— START THE RECORDS —

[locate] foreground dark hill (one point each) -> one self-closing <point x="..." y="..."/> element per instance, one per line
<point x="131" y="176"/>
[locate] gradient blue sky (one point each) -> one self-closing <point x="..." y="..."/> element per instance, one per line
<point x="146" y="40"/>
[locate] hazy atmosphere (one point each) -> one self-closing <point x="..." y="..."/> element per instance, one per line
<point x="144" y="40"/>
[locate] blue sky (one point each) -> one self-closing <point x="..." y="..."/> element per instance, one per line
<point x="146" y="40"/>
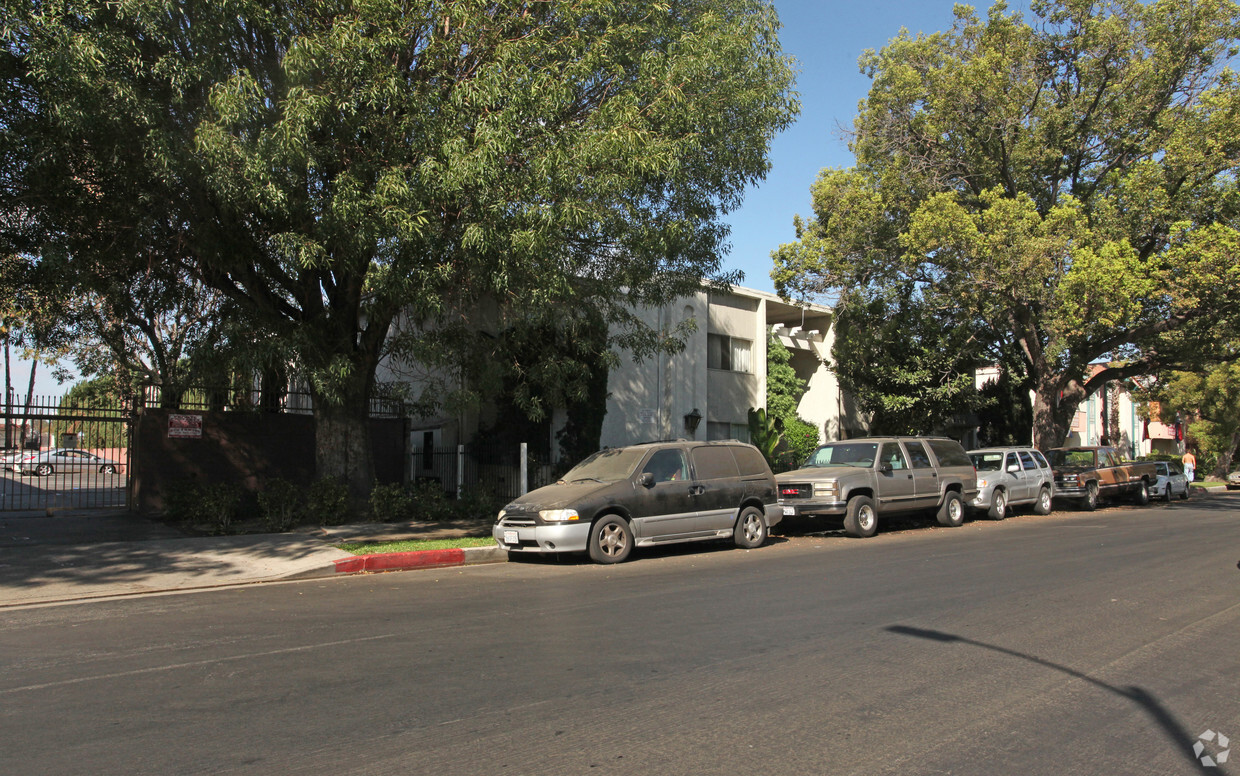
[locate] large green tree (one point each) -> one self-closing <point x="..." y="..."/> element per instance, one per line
<point x="358" y="176"/>
<point x="1064" y="187"/>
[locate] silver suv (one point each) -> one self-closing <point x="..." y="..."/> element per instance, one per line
<point x="1012" y="476"/>
<point x="863" y="479"/>
<point x="641" y="495"/>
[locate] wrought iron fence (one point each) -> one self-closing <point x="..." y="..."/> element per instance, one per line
<point x="63" y="455"/>
<point x="460" y="470"/>
<point x="253" y="399"/>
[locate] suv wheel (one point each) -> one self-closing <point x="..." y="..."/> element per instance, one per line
<point x="610" y="539"/>
<point x="1043" y="505"/>
<point x="1090" y="502"/>
<point x="998" y="505"/>
<point x="951" y="513"/>
<point x="750" y="528"/>
<point x="861" y="520"/>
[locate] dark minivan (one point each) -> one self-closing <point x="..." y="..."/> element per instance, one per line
<point x="642" y="495"/>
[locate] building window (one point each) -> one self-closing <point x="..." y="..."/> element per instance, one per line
<point x="730" y="353"/>
<point x="716" y="430"/>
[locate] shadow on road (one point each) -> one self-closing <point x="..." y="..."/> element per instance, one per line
<point x="1150" y="704"/>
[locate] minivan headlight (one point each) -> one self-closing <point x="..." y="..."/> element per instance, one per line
<point x="558" y="516"/>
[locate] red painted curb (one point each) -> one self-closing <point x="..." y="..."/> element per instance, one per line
<point x="396" y="562"/>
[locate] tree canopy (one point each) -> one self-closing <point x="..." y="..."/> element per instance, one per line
<point x="1062" y="190"/>
<point x="360" y="176"/>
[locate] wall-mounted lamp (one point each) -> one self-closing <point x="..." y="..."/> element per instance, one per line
<point x="692" y="420"/>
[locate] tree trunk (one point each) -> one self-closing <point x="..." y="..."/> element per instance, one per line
<point x="30" y="398"/>
<point x="342" y="441"/>
<point x="1052" y="413"/>
<point x="8" y="394"/>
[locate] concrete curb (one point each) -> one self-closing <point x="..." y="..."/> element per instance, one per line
<point x="408" y="562"/>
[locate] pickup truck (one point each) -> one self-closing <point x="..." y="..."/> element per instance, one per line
<point x="1089" y="474"/>
<point x="866" y="479"/>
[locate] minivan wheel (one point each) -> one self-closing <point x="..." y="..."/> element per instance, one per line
<point x="951" y="513"/>
<point x="610" y="539"/>
<point x="861" y="520"/>
<point x="1043" y="505"/>
<point x="998" y="506"/>
<point x="750" y="528"/>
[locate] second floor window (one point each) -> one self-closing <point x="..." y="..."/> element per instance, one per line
<point x="724" y="352"/>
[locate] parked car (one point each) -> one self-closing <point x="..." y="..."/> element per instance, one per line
<point x="1012" y="476"/>
<point x="869" y="477"/>
<point x="1090" y="474"/>
<point x="644" y="495"/>
<point x="1171" y="481"/>
<point x="66" y="461"/>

— END THE RECORDS —

> **GIVEN REQUEST**
Please write out every one of the items above exactly as they appear, leaving out the pictures.

> **RESULT OF THIS EXERCISE**
[locate] foreground dark hill (one point each) -> one self-closing <point x="..." y="..."/> element per instance, one per line
<point x="131" y="176"/>
[locate] gradient blue sky (one point each) -> one self-closing <point x="..." y="..."/> element per instance, one per line
<point x="146" y="40"/>
[locate] hazy atmosphere (one point each) -> one self-closing <point x="..." y="..."/> element per instance, one per line
<point x="144" y="40"/>
[locate] blue sky (one point each) -> one self-closing <point x="..." y="..."/> element per instance, one per line
<point x="146" y="40"/>
[locate] large green tree (one point each) -> one self-closing <point x="..." y="..."/> element per instance, one per line
<point x="358" y="176"/>
<point x="1064" y="187"/>
[locate] silver suv (one point each) -> one self-closing <point x="..." y="..."/> element per instance, one per line
<point x="1012" y="476"/>
<point x="863" y="479"/>
<point x="641" y="495"/>
[locate] wrought iron fence (one point each) -> one self-closing <point x="..." y="..."/> element per instance, one per line
<point x="63" y="455"/>
<point x="460" y="470"/>
<point x="253" y="399"/>
[locate] suv wheel (one point each) -> one self-closing <point x="..." y="..."/> element per instance, one per line
<point x="610" y="539"/>
<point x="1043" y="505"/>
<point x="1090" y="502"/>
<point x="998" y="505"/>
<point x="951" y="513"/>
<point x="750" y="528"/>
<point x="861" y="520"/>
[locate] dark minivan (one point each) -> one self-closing <point x="..." y="..."/> element per instance, one per line
<point x="642" y="495"/>
[locate] building window (one point each) -> one self-closing <point x="..." y="..."/> element per instance, one per line
<point x="730" y="353"/>
<point x="716" y="430"/>
[locate] shadow on road (one point each) -> one self-closing <point x="..." y="..."/> element per instance, one per line
<point x="1150" y="704"/>
[locate] minivan headlight (one point each) -> one self-closing <point x="..." y="..."/> element per instance, one per line
<point x="558" y="516"/>
[locate] red painted curb (one point each) -> one self-closing <point x="..." y="..."/> element per instance, one per line
<point x="396" y="562"/>
[locate] tree canopy (one point each) -> one self-closing <point x="..." y="..."/> element per instance, one per line
<point x="1062" y="190"/>
<point x="360" y="176"/>
[locate] wall-mounted lamp (one point each) -> one self-closing <point x="..." y="..."/> element per instance, one per line
<point x="692" y="420"/>
[locate] tree trunk (one point each) -> one self-closing <point x="..." y="..."/> element per instance, one per line
<point x="30" y="398"/>
<point x="342" y="441"/>
<point x="1052" y="413"/>
<point x="8" y="394"/>
[locate] concrete curb (one point each) -> one self-closing <point x="..." y="..."/> element per instance, one per line
<point x="408" y="562"/>
[locate] pickup truck (one point each) -> one self-closing <point x="..." y="..."/> element per instance, one per line
<point x="1089" y="474"/>
<point x="866" y="479"/>
[locate] minivan wheel (one point each) -> one self-closing <point x="..." y="..."/> element per instance, one per line
<point x="951" y="513"/>
<point x="610" y="539"/>
<point x="861" y="520"/>
<point x="1043" y="505"/>
<point x="998" y="506"/>
<point x="750" y="528"/>
[locate] second floor window (one point each) -> one self-closing <point x="..." y="..."/> element per instance, one per line
<point x="724" y="352"/>
[locate] parked car (one point each) -> one self-closing <point x="..." y="..."/> element per instance, one per line
<point x="1012" y="476"/>
<point x="869" y="477"/>
<point x="1090" y="474"/>
<point x="644" y="495"/>
<point x="1171" y="481"/>
<point x="66" y="461"/>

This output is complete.